• Problem to solve:
Lay out every line of the data below as a numbered list, skipping blank lines and leaving the pictures out.

• Input data:
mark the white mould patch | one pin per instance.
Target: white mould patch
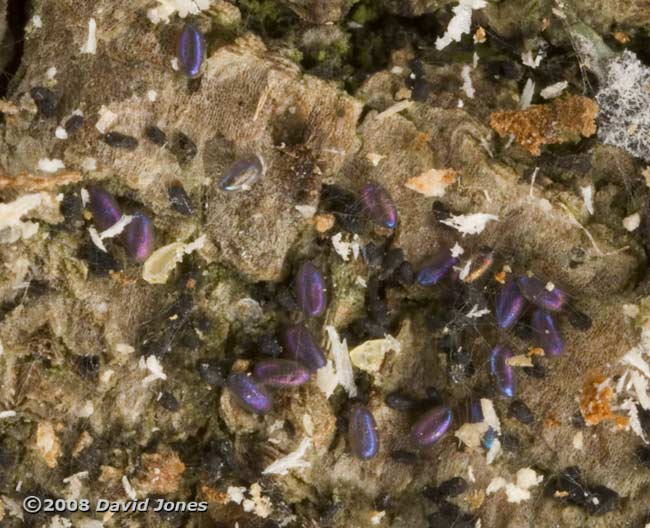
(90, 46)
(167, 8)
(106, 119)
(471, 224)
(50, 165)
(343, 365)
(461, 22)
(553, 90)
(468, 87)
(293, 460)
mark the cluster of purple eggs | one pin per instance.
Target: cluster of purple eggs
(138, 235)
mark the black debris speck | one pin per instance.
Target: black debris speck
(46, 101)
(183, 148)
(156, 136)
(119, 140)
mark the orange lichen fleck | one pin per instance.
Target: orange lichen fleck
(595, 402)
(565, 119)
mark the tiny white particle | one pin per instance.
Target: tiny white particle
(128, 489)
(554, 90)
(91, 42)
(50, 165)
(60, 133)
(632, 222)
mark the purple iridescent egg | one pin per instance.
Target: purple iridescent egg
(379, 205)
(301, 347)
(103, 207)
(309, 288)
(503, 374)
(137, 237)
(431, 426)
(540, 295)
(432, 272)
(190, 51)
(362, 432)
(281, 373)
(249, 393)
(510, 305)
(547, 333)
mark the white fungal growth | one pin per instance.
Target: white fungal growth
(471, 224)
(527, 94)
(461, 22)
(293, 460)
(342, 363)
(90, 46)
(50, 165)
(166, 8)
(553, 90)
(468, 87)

• Problem solution:
1. mark the white mould patch | one pin per instance.
2. Target: white mould patch
3. (90, 46)
4. (167, 8)
5. (106, 119)
6. (471, 224)
7. (50, 165)
8. (343, 365)
9. (461, 22)
10. (553, 90)
11. (468, 87)
12. (293, 460)
13. mark the cluster of purple eggs | one pin per instance.
14. Target: cluster of purple eggs
15. (138, 235)
16. mark the black debris speck | one pin per instance.
17. Target: black debris speck
18. (46, 101)
19. (183, 148)
20. (156, 136)
21. (119, 140)
22. mark the orange lichen fleck | one pin per instance.
23. Target: orange lichen fleck
24. (595, 402)
25. (565, 119)
26. mark the tiny white particle | one pin per instance.
27. Target: tiny white particle
28. (128, 489)
29. (554, 90)
30. (91, 42)
31. (50, 165)
32. (60, 133)
33. (632, 222)
34. mark the purple iridescent egg | one pin per instance.
35. Target: purple iridescent egg
36. (379, 205)
37. (301, 347)
38. (103, 207)
39. (309, 288)
40. (503, 374)
41. (137, 237)
42. (431, 426)
43. (540, 295)
44. (432, 272)
45. (190, 51)
46. (362, 432)
47. (281, 373)
48. (249, 393)
49. (510, 305)
50. (547, 333)
51. mark the white fungal growth | one pin per instance.
52. Target: white fungal growth
53. (471, 224)
54. (527, 94)
55. (461, 22)
56. (293, 460)
57. (342, 363)
58. (90, 46)
59. (50, 165)
60. (166, 8)
61. (553, 90)
62. (468, 87)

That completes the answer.